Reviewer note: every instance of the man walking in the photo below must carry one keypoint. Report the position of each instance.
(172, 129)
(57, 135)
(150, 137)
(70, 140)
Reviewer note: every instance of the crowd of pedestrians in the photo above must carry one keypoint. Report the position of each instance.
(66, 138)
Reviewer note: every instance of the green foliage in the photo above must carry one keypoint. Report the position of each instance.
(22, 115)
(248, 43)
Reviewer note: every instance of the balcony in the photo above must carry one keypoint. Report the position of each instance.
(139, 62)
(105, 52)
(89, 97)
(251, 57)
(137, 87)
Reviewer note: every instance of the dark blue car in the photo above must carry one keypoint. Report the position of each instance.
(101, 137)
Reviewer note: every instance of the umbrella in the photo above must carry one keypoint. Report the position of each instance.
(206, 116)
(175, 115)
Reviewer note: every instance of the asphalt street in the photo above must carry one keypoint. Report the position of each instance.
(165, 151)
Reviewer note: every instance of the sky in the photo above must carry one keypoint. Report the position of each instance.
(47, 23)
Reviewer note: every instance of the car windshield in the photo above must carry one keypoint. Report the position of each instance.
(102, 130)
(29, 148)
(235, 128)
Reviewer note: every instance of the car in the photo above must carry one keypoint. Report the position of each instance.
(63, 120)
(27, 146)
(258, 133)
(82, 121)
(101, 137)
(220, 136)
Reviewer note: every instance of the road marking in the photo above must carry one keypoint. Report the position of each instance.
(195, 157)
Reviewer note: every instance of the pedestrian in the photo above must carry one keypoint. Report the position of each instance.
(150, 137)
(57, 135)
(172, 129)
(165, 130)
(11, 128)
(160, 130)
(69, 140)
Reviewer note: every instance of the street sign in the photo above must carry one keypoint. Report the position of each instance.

= = = = = = =

> _WHAT IS NEEDED_:
Rewrite the listing above, changing each "keypoint" to "marker" and keeping everything else the same.

> _FULL SOLUTION_:
Reviewer note: every instance of the man walking in the photo below must carry one marker. Report the position of each instance.
(172, 129)
(57, 135)
(150, 137)
(70, 140)
Reviewer note: every instance of the crowd of pedestrians in the photo above must carry one marker. Report the position of each instance.
(66, 138)
Reviewer note: every instance of the green foliage in the photo above must carry one marker. Report the position of each instance.
(22, 115)
(248, 43)
Reviewer note: every instance of the balcony in the photo above must carry one marker. Report the position of each instance.
(139, 62)
(105, 52)
(89, 97)
(251, 57)
(137, 87)
Reviewer note: every instance of the dark blue car in the photo above must carry one marker. Report the position of each instance.
(101, 137)
Reviewer note: every instance of the umbrella in the photo above must carry one marker. Report the position of each instance.
(206, 116)
(175, 115)
Reviewer note: every instance of the asphalt street in the photo above must carry one marker. Report the position of each instance.
(165, 151)
Reviewer note: every instance of the sky in the photo above must carry one marker. Report the position of each instance.
(47, 23)
Reviewer note: every instance of the car windshield in the photo above must carry one marker. Report the position of each instance.
(102, 130)
(29, 148)
(235, 128)
Reviewer note: every instance of the car in the photo above must carry one marker. Report the position of each instance.
(63, 120)
(27, 146)
(258, 133)
(82, 121)
(101, 137)
(220, 136)
Reviewer note: every instance of the road marking in the photo above must carry one marker. Report the position of each instance.
(195, 157)
Reviewer note: every instance of the pedestrian in the photo above must carry one marker. Report the position of each instance.
(150, 137)
(57, 135)
(172, 129)
(165, 130)
(11, 128)
(160, 130)
(69, 140)
Reviewer note: every instance of the street sign in the photo above must carry one marker. Report the position of each instance.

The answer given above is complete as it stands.